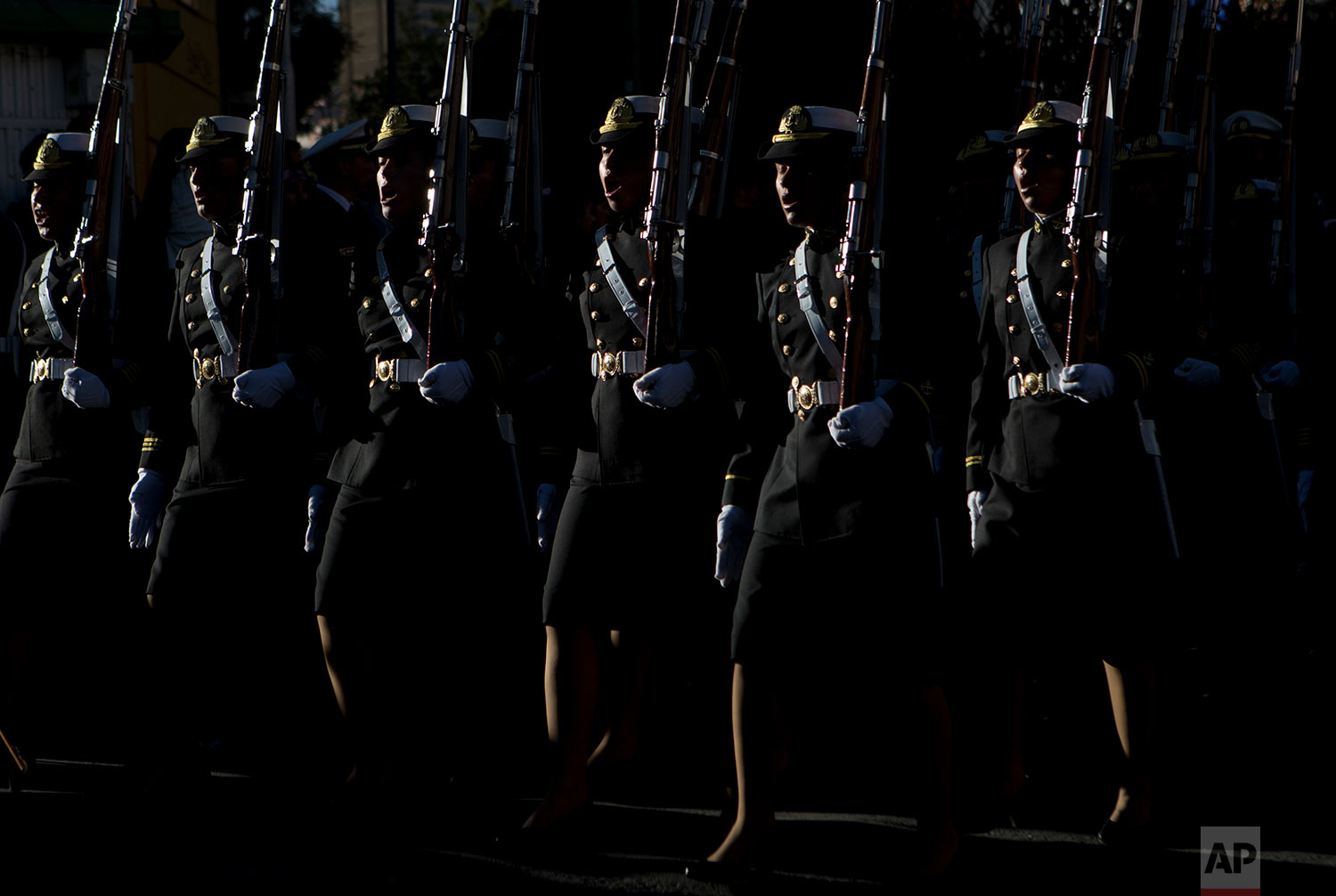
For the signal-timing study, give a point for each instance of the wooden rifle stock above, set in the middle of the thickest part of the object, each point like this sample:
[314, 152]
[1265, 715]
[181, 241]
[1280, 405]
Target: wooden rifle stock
[1082, 227]
[521, 216]
[90, 248]
[253, 237]
[711, 170]
[663, 224]
[440, 226]
[857, 248]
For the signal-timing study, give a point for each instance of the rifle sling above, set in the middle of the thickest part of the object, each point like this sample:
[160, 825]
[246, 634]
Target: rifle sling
[395, 307]
[48, 310]
[619, 286]
[1031, 313]
[226, 344]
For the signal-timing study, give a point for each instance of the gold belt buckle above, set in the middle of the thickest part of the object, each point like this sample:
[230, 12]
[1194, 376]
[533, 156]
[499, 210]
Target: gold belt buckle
[608, 365]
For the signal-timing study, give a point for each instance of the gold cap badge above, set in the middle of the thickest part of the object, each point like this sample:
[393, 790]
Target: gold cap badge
[48, 157]
[203, 135]
[622, 117]
[796, 125]
[395, 123]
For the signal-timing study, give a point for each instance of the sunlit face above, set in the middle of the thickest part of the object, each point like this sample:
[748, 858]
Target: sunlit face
[812, 194]
[55, 208]
[216, 183]
[625, 173]
[1044, 178]
[403, 178]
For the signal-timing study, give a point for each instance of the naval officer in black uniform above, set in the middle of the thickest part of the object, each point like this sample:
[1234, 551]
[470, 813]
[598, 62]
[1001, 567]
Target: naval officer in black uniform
[67, 478]
[649, 448]
[227, 577]
[1053, 458]
[819, 503]
[420, 462]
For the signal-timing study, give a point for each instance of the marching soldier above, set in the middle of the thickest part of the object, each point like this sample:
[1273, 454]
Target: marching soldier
[1047, 452]
[647, 457]
[238, 448]
[421, 462]
[818, 494]
[63, 473]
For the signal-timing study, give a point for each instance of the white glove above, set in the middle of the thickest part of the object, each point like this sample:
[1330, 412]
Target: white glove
[1197, 374]
[85, 389]
[1283, 373]
[974, 503]
[448, 384]
[732, 534]
[1088, 382]
[548, 511]
[667, 387]
[317, 518]
[860, 425]
[264, 387]
[146, 508]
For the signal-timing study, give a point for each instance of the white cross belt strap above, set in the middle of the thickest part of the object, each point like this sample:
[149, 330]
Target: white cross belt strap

STATED GOAL
Convert the material above into a two-column Markdown table headed "Row" and "Line," numbering each non-blank line in order and leaving out the pictures.

RESULT OF THE EXERCISE
| Row | Line |
|---|---|
| 1 | For the signal-timing study, give a point for each instance of the wooden rifle stock above, set in the middle of the thickest part of the object, each point like this sample: |
| 2 | [314, 152] |
| 3 | [1265, 715] |
| 4 | [181, 241] |
| 5 | [1280, 405] |
| 6 | Target: wooden rifle stock |
| 7 | [1082, 227] |
| 8 | [521, 216] |
| 9 | [90, 248] |
| 10 | [253, 237] |
| 11 | [711, 170] |
| 12 | [663, 224] |
| 13 | [440, 226] |
| 14 | [857, 248] |
| 15 | For the signal-timing study, give a point for each instance of the rifle sling above, set in the middle of the thickest part of the object, each point like this sample: |
| 16 | [160, 825] |
| 17 | [246, 634] |
| 18 | Target: rifle sling |
| 19 | [395, 307] |
| 20 | [48, 310] |
| 21 | [619, 286] |
| 22 | [1031, 313] |
| 23 | [226, 344] |
| 24 | For the signal-timing study, give a point for each instance of the gold belt buckle above, set in the middle of the thickest part of the object, each point like this sample: |
| 25 | [230, 12] |
| 26 | [1194, 376] |
| 27 | [533, 156] |
| 28 | [499, 210] |
| 29 | Target: gold belt buckle |
| 30 | [608, 365] |
| 31 | For the signal-timing study, give a point for each instance of the gold cap badge above, set in the middle of the thickest part of the object, each point like this sample: |
| 32 | [393, 790] |
| 33 | Target: gold cap badge |
| 34 | [48, 157] |
| 35 | [203, 135] |
| 36 | [622, 117] |
| 37 | [796, 125] |
| 38 | [395, 123] |
| 39 | For the signal-timing study, give a point for each instance of the sunlit face above, set in the middle of the thickest part of the object, each point like this sample: |
| 40 | [748, 858] |
| 41 | Target: sunlit face |
| 42 | [812, 194] |
| 43 | [55, 208] |
| 44 | [216, 183] |
| 45 | [625, 173] |
| 46 | [1044, 178] |
| 47 | [403, 178] |
| 48 | For the signal-timing study, give a point for each instance of the naval officer in black uniform above, set in the middle of the thickest part of the object, each point like this sample: |
| 49 | [1234, 551] |
| 50 | [470, 813] |
| 51 | [598, 62] |
| 52 | [1001, 567] |
| 53 | Target: naval officer in black uniform |
| 54 | [67, 478] |
| 55 | [649, 448] |
| 56 | [227, 577] |
| 57 | [1053, 458] |
| 58 | [819, 503] |
| 59 | [420, 462] |
| 60 | For the signal-timing study, give a point for each instance of the marching soldier above, set in the middle of the thickest part of the object, each point like this sample: |
| 61 | [1273, 454] |
| 62 | Target: marching soldier |
| 63 | [1047, 452] |
| 64 | [647, 457] |
| 65 | [238, 448] |
| 66 | [421, 462] |
| 67 | [818, 494] |
| 68 | [63, 473] |
| 69 | For the signal-timing study, give a point for each instance of the white glove above, set in the middle of the thickest part of the object, each point like this sample: |
| 70 | [1330, 412] |
| 71 | Target: white glove |
| 72 | [1197, 374] |
| 73 | [85, 389] |
| 74 | [1283, 373] |
| 75 | [974, 503] |
| 76 | [448, 384] |
| 77 | [732, 534] |
| 78 | [1088, 382] |
| 79 | [548, 511] |
| 80 | [667, 387] |
| 81 | [317, 518] |
| 82 | [860, 425] |
| 83 | [264, 387] |
| 84 | [146, 508] |
| 85 | For the signal-timing study, give a point for each instance of the white cross belt strap above, set in the middle of the thickest part of the object, each point like this sample: |
| 86 | [149, 330] |
| 87 | Target: white cross belt strap |